Please write out exactly the lines that begin at the line containing "of the orange" and run to the end of the records.

-- Start of SUPPLIED INFORMATION --

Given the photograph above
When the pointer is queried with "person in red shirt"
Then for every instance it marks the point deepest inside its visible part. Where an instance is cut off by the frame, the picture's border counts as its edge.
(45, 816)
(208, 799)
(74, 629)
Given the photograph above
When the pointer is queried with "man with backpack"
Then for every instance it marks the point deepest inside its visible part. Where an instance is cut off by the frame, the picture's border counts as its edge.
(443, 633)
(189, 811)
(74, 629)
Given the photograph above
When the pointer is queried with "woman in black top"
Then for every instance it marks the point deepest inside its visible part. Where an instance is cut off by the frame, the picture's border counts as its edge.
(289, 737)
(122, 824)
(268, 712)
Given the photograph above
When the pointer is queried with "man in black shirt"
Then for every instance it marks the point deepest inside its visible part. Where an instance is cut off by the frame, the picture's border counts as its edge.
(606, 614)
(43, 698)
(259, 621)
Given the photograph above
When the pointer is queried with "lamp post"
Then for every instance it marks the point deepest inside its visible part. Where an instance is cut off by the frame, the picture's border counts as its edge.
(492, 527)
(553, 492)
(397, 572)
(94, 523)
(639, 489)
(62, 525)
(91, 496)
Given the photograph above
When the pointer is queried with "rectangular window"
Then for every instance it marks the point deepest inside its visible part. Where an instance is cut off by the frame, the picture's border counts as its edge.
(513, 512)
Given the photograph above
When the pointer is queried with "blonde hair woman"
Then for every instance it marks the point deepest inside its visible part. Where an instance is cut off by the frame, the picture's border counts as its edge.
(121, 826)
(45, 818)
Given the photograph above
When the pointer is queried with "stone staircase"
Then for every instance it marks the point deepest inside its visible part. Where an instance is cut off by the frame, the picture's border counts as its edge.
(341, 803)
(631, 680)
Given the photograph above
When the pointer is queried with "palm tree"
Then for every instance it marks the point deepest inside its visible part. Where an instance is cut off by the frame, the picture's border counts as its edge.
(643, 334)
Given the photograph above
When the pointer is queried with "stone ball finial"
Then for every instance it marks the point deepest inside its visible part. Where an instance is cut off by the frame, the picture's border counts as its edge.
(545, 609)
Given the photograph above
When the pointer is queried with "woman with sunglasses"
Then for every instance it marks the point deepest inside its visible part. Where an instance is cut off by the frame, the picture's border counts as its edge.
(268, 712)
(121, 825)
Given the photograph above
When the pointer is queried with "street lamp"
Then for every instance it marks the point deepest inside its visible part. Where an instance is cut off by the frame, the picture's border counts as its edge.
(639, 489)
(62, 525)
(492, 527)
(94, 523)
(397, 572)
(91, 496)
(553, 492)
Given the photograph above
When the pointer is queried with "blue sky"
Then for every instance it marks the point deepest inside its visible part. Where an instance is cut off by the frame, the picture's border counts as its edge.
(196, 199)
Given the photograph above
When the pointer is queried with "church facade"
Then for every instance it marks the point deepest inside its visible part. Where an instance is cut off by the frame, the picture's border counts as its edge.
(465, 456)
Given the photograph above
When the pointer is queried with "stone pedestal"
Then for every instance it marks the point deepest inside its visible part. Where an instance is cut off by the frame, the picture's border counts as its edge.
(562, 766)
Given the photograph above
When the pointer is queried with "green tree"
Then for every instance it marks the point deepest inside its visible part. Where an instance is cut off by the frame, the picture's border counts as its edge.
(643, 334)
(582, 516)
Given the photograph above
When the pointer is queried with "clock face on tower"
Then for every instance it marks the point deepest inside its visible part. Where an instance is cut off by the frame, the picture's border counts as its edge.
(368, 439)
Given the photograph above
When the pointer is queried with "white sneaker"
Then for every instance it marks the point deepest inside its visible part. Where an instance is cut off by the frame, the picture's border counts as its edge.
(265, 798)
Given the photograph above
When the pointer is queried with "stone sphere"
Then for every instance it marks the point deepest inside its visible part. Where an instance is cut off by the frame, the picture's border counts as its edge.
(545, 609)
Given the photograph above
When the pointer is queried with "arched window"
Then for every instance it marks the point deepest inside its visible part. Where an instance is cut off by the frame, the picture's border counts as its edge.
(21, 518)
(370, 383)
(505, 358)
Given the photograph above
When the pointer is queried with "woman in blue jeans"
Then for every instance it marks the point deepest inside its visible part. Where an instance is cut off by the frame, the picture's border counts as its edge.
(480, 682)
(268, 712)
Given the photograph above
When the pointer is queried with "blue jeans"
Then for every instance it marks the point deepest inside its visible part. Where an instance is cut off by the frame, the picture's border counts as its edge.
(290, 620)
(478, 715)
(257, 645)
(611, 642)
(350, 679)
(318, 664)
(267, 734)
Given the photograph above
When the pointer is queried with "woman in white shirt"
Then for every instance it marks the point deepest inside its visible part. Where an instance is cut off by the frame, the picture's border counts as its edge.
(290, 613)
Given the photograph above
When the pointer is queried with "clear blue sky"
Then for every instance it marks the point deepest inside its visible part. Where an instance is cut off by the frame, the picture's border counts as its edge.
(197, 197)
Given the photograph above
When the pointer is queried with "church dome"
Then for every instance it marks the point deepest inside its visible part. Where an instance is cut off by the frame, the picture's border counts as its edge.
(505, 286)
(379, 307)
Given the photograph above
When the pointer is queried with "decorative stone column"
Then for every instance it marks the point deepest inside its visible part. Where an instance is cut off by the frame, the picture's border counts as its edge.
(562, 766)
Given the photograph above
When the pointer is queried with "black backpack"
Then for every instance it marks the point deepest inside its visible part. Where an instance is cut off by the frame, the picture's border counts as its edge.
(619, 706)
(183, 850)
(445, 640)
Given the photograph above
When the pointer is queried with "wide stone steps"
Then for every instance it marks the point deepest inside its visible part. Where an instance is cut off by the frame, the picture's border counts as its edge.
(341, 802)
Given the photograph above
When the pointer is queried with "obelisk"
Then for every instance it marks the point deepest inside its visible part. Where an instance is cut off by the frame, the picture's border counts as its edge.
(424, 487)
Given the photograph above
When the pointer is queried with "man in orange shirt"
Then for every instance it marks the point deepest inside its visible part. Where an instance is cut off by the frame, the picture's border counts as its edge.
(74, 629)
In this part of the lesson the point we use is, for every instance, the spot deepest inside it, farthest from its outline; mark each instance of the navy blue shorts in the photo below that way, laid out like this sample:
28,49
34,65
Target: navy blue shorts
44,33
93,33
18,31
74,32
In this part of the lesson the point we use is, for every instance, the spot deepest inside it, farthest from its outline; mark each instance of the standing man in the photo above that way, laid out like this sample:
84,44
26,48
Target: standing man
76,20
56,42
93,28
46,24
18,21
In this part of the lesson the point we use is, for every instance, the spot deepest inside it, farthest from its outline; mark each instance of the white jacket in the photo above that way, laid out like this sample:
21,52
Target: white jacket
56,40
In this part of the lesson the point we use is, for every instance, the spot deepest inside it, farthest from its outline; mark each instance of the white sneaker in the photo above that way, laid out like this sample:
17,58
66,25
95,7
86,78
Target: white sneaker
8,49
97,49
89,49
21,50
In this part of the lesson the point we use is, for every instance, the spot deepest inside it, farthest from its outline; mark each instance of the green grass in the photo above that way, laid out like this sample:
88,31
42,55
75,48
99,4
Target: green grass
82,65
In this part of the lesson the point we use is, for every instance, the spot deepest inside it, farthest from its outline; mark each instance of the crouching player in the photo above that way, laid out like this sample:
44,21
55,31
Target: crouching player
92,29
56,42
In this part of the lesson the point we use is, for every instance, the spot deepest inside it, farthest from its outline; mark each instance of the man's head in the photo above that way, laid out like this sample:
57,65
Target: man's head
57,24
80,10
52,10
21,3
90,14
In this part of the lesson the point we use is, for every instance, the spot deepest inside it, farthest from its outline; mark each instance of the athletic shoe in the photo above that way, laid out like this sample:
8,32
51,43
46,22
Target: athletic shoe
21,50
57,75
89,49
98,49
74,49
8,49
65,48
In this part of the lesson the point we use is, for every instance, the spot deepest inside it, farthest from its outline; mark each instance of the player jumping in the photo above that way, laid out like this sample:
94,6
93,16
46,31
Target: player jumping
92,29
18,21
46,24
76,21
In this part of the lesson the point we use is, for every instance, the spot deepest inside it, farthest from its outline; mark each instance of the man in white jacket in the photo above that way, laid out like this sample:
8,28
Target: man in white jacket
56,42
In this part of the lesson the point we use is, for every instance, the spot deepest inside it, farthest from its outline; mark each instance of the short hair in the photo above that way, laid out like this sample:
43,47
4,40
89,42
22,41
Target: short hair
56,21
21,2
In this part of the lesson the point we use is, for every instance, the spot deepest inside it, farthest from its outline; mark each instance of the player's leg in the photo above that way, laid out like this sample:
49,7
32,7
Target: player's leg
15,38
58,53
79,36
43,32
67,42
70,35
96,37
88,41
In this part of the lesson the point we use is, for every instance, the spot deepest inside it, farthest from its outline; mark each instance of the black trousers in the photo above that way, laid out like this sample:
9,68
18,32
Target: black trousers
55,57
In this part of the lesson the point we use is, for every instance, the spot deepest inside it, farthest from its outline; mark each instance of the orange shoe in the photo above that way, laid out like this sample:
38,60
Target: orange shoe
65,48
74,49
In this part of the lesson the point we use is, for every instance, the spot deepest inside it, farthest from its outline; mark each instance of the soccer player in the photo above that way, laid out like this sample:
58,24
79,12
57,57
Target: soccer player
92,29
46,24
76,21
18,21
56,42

-- End of SUPPLIED INFORMATION --

- EXERCISE OUTPUT
In this part of the lesson the point we use is, for every instance, the spot deepest inside it, farthest from its outline; mark each instance of the orange shoe in the photo above that way, laid out like this sample:
38,60
Target: orange shoe
65,48
74,49
In this part of the lesson the point we use is, for every instance, the spot deepest inside it, farthest from its outline; mark each instance of the soccer player in the photo above that way, laid out like this sample:
58,24
79,12
57,57
Target: soccer player
92,29
46,24
76,21
18,21
56,42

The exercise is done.